▸ TEXT SECTION:
*-*-*

New life after plastic surgery

Prem Gurung keeps himself busy by often standing in front of the mirror. It seems that someone has told him that he has become really handsome. He has become a bit serious nowadays. He doesn’t want to remain hidden as he used to. He never hesitates standing before anybody, whether the person is a stranger or a relative. He wants to speak but cannot.

Now he is four and half years old. It was not his fault, neither his parent’s, as unfortunately he was born with a cleft lip. He did not present himself as an unhappy kid, but he used to jump into his mother’s lap with tears when his playmates demoralised him by calling him a khunde or “lame boy”.

Prem was disabled at birth. Our society, marred by illiteracy and ill traditions, does not know that such people and their families need encouragement, love and inspiration. Neither, do they know about the great achievements made by medical science in the 21st century.

Four years ago, he was born as the second child of Bindu Gurung, a resident of Madaha Village in Rupandehi District. At the time of birth, he had cleft lips and his nose and mouth were joined together with just one hole.

Bindu, who was eagerly waiting to have a glimpse of her child, was disappointed to see her son’s face but she could not stop herself from giving motherly love to her child. She had no option other than to accept the gift of the human creator.

But thanks to some American plastic surgeons, Prem is no longer an ugly or lame boy.

He now has a beautiful face. Many people living in disgrace as a result of physical infirmities, like Prem and those coming from poor economic backgrounds had their lives changed due to a project run by the Smile Train Incubator Programme, founded two years ago with assistance of Interplast, USA.

*-*-*

▸ DATA:

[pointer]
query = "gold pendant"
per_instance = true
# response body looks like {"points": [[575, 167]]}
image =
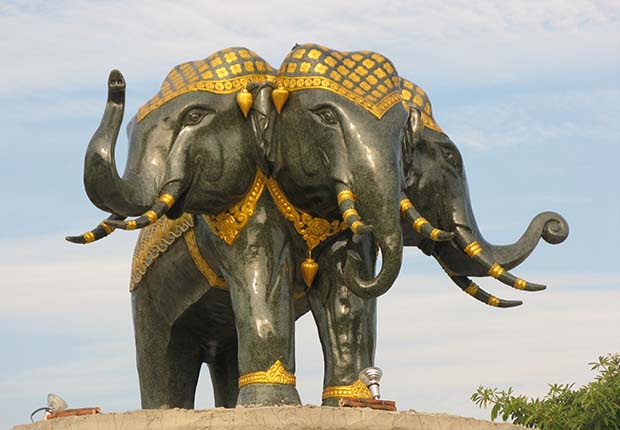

*-*-*

▸ WHAT THE TASK REQUIRES:
Answer these questions using the article on Prem Gurung.
(a) In which district is Madaha Village located?
(b) What did Prem's playmates call him?
(c) Which organization assisted in founding the Smile Train Incubator Programme?
The records are separate material and are not connected to the article.

▸ THE ANSWER:
(a) Rupandehi District
(b) A khunde, or "lame boy"
(c) Interplast, USA